Baudelaire, photo d'Étienne Carjat, 1862
Charles Baudelaire a été un petit garçon sage et obéissant, enfant modèle qui se fondait dans le moule des convenances, sans vraiment se forcer comme s’il avait une seconde peau. Déjà avec le Général son beau-père, il « prenait sur lui » pour supporter cet homme dur, parfois brutal, qui le rudoyait, qu’il appelait « papa » ou « grand ami , » ressentant cependant déjà « un sentiment de destinée éternellement solitaire. »
Jalousie rentrée envers cet homme qui lui avait "ravi" sa mère, qui semblait si bien la rendre heureuse oh le secret chagrin quand elle le délaissait, le plantait là avec son livre sur les genoux dès qu’elle entendait son pas résonner dans l’escalier. Il aura toujours des relations passionnées et conflictuelles avec sa mère et la mise en relations de leurs attentes et de leurs déceptions joua un rôle important dans le développement de la sensibilité poétique de son fils. [1] Dans son enfance, elle est sa confidente, lui le solitaire se confie volontiers à elle. Plus tard, il lui écrit parfois chaque semaine, terminant ses lettres par des formules qui illustrent bien leur relation fusionnelle comme dans ces deux exemples : « Tu ne peux t'imaginer combien de fois j'ai mêlé dans mes projets ma vie à la tienne » ou « Je t'aime et e t'embrasse, dis-moi que tu te portes bien et que tu vivras longtemps encore pour moi, rien que pour moi. » [1]
Il a la nostalgie "d’avant", avant le Général, au temps du petit paradis des étés de Neuilly avec sa mère Caroline, ses tendresses, son parfum… tout ce charme, ce bon temps disparu à jamais, au temps où Caroline s'occupait de son éducation, l'emmenait visiter de petites églises de campagne, ce retable par exemple découvert alors qu'ils se rendaient à la ferme Saint-Siméon près de Honfleur. Il y eut leur mariage bâclé, fait en catimini où il ne fut pas même invité, et cette petite sœur disparue dont il espérait parfois qu’elle fût vivante quelque part.

→ À FAIRE:
(1) Relevez tous les lieux désignés par un nom propre dans le texte sur l'enfance de Baudelaire.
(2) Poursuivez le texte sur l'enfance de Baudelaire à la suite de sa dernière phrase.

→ ENREGISTREMENTS AFFICHÉS:
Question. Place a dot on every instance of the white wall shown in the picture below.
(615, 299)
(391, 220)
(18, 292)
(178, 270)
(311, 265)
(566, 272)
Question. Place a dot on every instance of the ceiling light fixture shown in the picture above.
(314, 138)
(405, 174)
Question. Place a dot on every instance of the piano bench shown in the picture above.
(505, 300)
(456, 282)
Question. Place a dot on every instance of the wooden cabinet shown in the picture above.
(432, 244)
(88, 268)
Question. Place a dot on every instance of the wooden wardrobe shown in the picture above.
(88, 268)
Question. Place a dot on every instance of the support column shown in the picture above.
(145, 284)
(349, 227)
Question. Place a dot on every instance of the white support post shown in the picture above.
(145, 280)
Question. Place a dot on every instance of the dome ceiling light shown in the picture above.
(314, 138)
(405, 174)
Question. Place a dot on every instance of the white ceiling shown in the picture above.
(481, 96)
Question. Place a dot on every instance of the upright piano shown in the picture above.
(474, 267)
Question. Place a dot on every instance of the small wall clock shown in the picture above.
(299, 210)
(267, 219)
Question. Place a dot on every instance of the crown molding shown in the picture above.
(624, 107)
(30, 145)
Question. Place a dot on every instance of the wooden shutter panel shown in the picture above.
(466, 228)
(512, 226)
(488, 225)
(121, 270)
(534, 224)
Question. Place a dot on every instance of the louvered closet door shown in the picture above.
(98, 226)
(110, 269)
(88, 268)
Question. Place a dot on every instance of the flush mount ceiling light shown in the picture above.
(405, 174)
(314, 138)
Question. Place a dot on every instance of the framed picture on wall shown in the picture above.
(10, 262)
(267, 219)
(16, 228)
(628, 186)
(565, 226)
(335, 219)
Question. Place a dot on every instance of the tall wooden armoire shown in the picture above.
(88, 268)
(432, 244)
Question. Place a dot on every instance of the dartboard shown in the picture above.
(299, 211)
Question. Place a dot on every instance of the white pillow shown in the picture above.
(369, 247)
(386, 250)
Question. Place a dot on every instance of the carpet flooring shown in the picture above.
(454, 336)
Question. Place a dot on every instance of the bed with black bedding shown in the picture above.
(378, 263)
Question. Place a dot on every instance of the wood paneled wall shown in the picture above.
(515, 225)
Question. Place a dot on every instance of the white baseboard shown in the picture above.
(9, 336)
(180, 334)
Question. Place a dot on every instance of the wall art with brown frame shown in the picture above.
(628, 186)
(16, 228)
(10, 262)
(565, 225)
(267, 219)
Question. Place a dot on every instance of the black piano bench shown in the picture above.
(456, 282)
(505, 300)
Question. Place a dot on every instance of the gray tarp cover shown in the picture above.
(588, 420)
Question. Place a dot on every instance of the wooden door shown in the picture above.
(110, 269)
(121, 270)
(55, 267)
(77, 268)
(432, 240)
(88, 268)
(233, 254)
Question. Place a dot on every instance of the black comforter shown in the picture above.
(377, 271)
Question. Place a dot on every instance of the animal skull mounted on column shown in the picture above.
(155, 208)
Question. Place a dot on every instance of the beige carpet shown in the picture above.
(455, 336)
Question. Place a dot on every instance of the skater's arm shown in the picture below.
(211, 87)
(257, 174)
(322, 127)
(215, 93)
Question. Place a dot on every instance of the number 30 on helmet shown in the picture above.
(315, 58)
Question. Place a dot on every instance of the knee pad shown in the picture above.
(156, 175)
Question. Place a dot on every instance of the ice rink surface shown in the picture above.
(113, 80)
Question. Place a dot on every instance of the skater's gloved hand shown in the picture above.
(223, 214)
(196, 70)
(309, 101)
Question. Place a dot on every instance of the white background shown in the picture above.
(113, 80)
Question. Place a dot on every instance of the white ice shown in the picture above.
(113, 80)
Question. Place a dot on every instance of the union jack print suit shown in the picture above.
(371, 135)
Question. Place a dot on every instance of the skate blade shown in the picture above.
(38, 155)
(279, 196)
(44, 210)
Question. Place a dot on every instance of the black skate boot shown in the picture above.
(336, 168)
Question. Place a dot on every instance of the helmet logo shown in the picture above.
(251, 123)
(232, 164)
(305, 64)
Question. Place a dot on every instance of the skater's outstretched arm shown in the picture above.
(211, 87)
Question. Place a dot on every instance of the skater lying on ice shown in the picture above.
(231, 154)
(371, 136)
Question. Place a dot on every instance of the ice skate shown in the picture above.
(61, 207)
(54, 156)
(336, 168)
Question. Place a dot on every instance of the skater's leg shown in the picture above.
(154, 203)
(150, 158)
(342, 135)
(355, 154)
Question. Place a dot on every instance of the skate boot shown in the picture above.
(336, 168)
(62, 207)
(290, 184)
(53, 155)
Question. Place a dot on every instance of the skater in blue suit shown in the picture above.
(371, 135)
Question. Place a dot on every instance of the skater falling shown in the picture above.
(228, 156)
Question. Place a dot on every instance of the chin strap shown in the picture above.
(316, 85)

→ RÉPONSES:
(1) Neuilly, la ferme Saint-Siméon, Honfleur

(2)
Baudelaire enfant Le général Aupick, son beau-père
A 13 ans, il est placé à la pension Delorme à Lyon où le Général a été nommé et fréquente les cours du collège royal. La révolte des canuts s’étendit jusque dans son collège où il assista aux jeux pas toujours innocents de ses condisciples. A 18 ans retour à Paris, il fait comme il dit « son année de dévotion » à Louis-le-grand, prend pension chez une bigote du nom de Céleste Théot, toujours un peu seul, toujours un peu en marge. Il est cependant d’un abord agréable, insouciant, trônant dans son bel hôtel de Pimodan, dandy singulier qui s’est inscrit dans l’histoire, l’habit noir impeccable, rehaussé de couleurs vives, gants rose pâle, cravate rouge sang, chapeau de soie, vêture rendue célèbre par le tableau de Deroy. C’était le bon temps du cercle des amis et d’une certaine gloire.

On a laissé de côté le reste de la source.